Items from a dataset
= = = = = = =

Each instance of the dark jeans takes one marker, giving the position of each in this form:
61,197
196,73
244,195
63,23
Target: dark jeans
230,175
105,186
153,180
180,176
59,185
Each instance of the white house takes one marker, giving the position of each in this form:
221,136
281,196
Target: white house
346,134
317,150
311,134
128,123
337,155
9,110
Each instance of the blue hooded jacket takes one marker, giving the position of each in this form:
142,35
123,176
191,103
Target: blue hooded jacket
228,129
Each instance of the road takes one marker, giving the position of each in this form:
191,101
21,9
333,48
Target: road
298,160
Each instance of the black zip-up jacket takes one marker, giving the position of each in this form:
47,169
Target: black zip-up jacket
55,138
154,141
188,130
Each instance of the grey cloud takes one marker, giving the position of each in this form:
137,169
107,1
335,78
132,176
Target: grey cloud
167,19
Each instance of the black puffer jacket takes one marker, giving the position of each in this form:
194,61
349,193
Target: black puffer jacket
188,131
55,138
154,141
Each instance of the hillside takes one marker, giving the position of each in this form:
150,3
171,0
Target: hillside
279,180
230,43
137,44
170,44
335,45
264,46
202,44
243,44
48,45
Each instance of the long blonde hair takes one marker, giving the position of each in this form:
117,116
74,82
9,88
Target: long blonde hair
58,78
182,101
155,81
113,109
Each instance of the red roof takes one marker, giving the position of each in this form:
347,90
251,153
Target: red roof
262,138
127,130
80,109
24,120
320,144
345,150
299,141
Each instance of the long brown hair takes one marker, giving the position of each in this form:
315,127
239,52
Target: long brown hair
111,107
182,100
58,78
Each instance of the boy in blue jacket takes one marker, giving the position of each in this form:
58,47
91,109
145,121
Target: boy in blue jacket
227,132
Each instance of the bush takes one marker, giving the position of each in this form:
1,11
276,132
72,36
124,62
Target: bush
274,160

= = = = = = =

Rescale the material starting with the line that contains "Each instance of the blue" and going on through the end of the material, copying every line. Multiply each answer coordinate by 1.2, round to whole numbers with halves rounded up, and leave all other numbers, including the sample positions in the format lines, unchanged.

Each instance of the blue hooded jacket takes one marker, giving the position of each in this form:
142,35
123,176
191,103
Target: blue hooded jacket
274,155
Each instance of the road takes one marker, giving the position of each in this form:
191,101
21,9
333,48
Target: road
358,192
Each instance of the black zip-up jacket takes one marker, giving the position of each in this form:
47,169
Target: black zip-up jacket
66,166
185,169
226,156
Each instance of the grey cloud takes one marker, giving the position of each in this form:
137,169
107,1
335,78
132,176
Target: grey cloud
200,23
Each instance of the black puffer jacket takes one marker, giving the position of each in this form:
194,61
349,193
Target: black puffer jacket
226,157
66,166
185,169
Each instance of the hillside takes one marker, giving the position of each in this form:
150,3
171,0
Target: hillside
335,216
276,52
164,53
204,53
402,54
317,55
242,53
292,53
58,54
Each instance of the long blonde hair takes one marker, giving the position of each in this form:
117,116
74,82
9,88
Target: long blonde hair
70,94
218,121
186,97
136,131
Each instance of the red roof takes one marker, giving the position of each in this form:
347,90
251,153
Target: red roof
314,166
152,156
96,131
29,144
384,173
414,180
359,169
Each instance of the long brown hair takes one marker, giving the position of each in this form:
315,127
239,52
Target: long brown hair
133,128
218,120
70,94
Each instance of the boy in blue jacket takes one marker, giving the position of each in this form:
58,47
91,109
145,121
Target: boy in blue jacket
272,158
Each instance of the bush takes one marker, giving the position of each in this form:
1,11
276,132
72,36
124,62
Target: bush
329,192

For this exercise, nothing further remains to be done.